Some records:

━━━

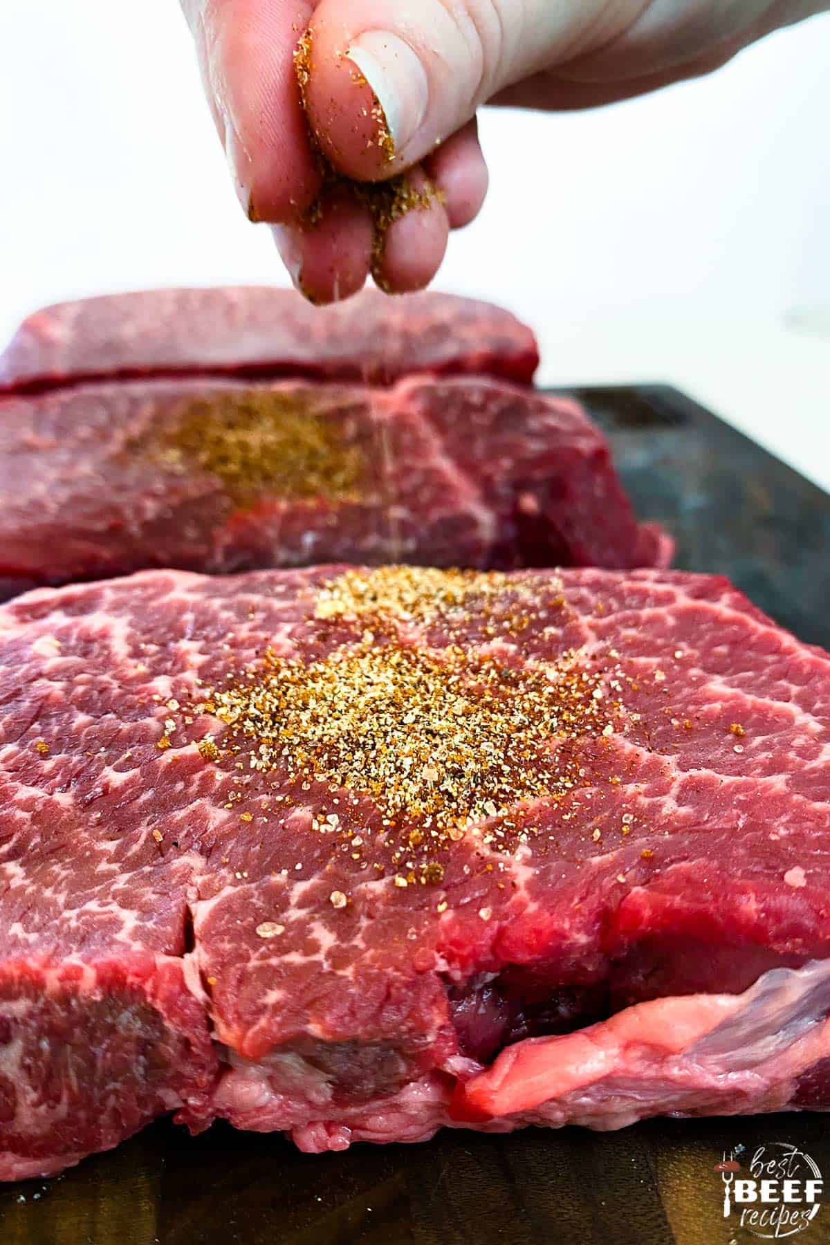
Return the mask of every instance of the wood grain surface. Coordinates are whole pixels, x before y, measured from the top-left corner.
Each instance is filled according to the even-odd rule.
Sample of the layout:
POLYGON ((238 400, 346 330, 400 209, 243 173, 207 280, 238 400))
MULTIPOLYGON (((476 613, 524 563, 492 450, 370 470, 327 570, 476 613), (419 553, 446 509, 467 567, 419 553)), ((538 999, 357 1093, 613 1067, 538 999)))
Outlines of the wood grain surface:
MULTIPOLYGON (((830 647, 830 498, 673 390, 579 396, 640 514, 677 538, 677 565, 729 575, 830 647)), ((1 1188, 0 1245, 752 1245, 724 1221, 713 1168, 735 1145, 776 1140, 830 1180, 821 1114, 447 1130, 327 1155, 221 1124, 189 1138, 163 1120, 56 1180, 1 1188)), ((830 1245, 830 1208, 788 1239, 830 1245)))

━━━

Turn every line of the records above into a numbered list, skipping any blank lines. Leave the pictures out.

● **ANSWER TO THIS EXERCISE**
1. Return the mask of every instance of the wood grain surface. Coordinates are whole pixels, x before y, measured from the top-left corner.
2. Each instance is filled according to the even-odd rule.
3. Sample of the layout:
4. POLYGON ((238 400, 346 330, 400 209, 243 173, 207 280, 238 400))
5. MULTIPOLYGON (((476 613, 524 563, 492 450, 370 470, 327 570, 476 613), (419 553, 446 509, 467 567, 419 553)), ((538 999, 357 1093, 613 1067, 538 999)))
6. Outlines of the wood grain surface:
7. MULTIPOLYGON (((830 647, 830 498, 673 390, 579 396, 640 514, 677 538, 677 565, 729 575, 830 647)), ((1 1188, 0 1245, 752 1245, 724 1221, 713 1168, 735 1145, 776 1140, 830 1180, 821 1114, 447 1130, 327 1155, 221 1124, 189 1138, 163 1120, 56 1180, 1 1188)), ((830 1245, 830 1208, 788 1239, 830 1245)))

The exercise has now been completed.